----- Selection

A RuntimeAPI error code.

int NeuronRuntime_getInputPaddedSize(void *runtime, uint64_t handle, size_t *size)

Get the physical size required by the buffer of the input tensor (specified by handle) with hardware alignments. This function passes back the expected buffer size (byte) in *size for the tensor which holds the specified input handle. The value in *size has been aligned to hardware required size, and it can be used as ION buffer size for the specified input when suppressInputConversion is enabled.

Parameters:

runtime – The address of the created neuron runtime instance.
handle – The frontend IO index.
size – The input buffer size.

Returns:

A RuntimeAPI error code.

int NeuronRuntime_getSingleInputPaddedSize(void *runtime, size_t *size)

If there is only one input, this function passes back the expected size (byte) of its buffer in *size. The value in *size has been aligned to hardware required size, and it can be used as ION buffer size for input when suppressInputConversion is enabled. Otherwise, the returned value is NEURONRUNTIME_INCOMPLETE.

Parameters:

runtime – The address of the created neuron runtime instance.
size – The input buffer size.

Returns:

A RuntimeAPI error code.

int NeuronRuntime_getInputPaddedDimensions(void *runtime, uint64_t handle, RuntimeAPIDimensions *dims)

Get the size in pixels for each dimensions of the input tensor (specified by handle). This function passes back the expected size (in pixels) of each dimensions in *dim for the tensor which holds the specified input handle. The sizes of each dimensions in *dim have been aligned to hardware required sizes. When suppressInputConversion is enabled, the values in *dim are the required sizes of each dimensions for the specified input.

Parameters:

runtime – The address of the created neuron runtime instance.
handle – The frontend IO index.
dims – The size (in pixels) of each dimensions.

Returns:

A RuntimeAPI error code.

int NeuronRuntime_getSingleInputPaddedDimensions(void *runtime, RuntimeAPIDimensions *dims)

Get the size in pixels for each dimensions of the only input. This function passes back the expected size (in pixels) of each dimensions in *dim. The sizes of each dimensions in *dim have been aligned to hardware required sizes. If suppressInputConversion is enabled, the values in *dim are the required sizes of each dimensions for input. Otherwise NEURONRUNTIME_INCOMPLETE is returned.

Parameters:

runtime – The address of the created neuron runtime instance.
dims – The size (in pixels) of each dimensions.

Returns:

A RuntimeAPI error code.

int NeuronRuntime_getOutputSize(void *runtime, uint64_t handle, size_t *size)

Get the physical size required by the buffer of the output tensor (specified by handle). This function passes back the expected buffer size (byte) in *size for the tensor which holds the specified output handle.

Parameters:

runtime – The address of the created neuron runtime instance.

----------

In the runtime function reference, why can the value that NeuronRuntime_getInputPaddedSize passes back in *size serve as the ION buffer size when suppressInputConversion is enabled? Reply in one to three sentences. The listing after this point comes from a separate source, not from the runtime function reference.

----- Information supplied

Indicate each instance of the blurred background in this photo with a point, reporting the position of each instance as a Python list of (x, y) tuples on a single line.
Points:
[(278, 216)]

----------

**Task solution:**
The value in *size has already been aligned to the size the hardware requires. Because of that alignment, it can be used as the ION buffer size for the specified input when suppressInputConversion is enabled.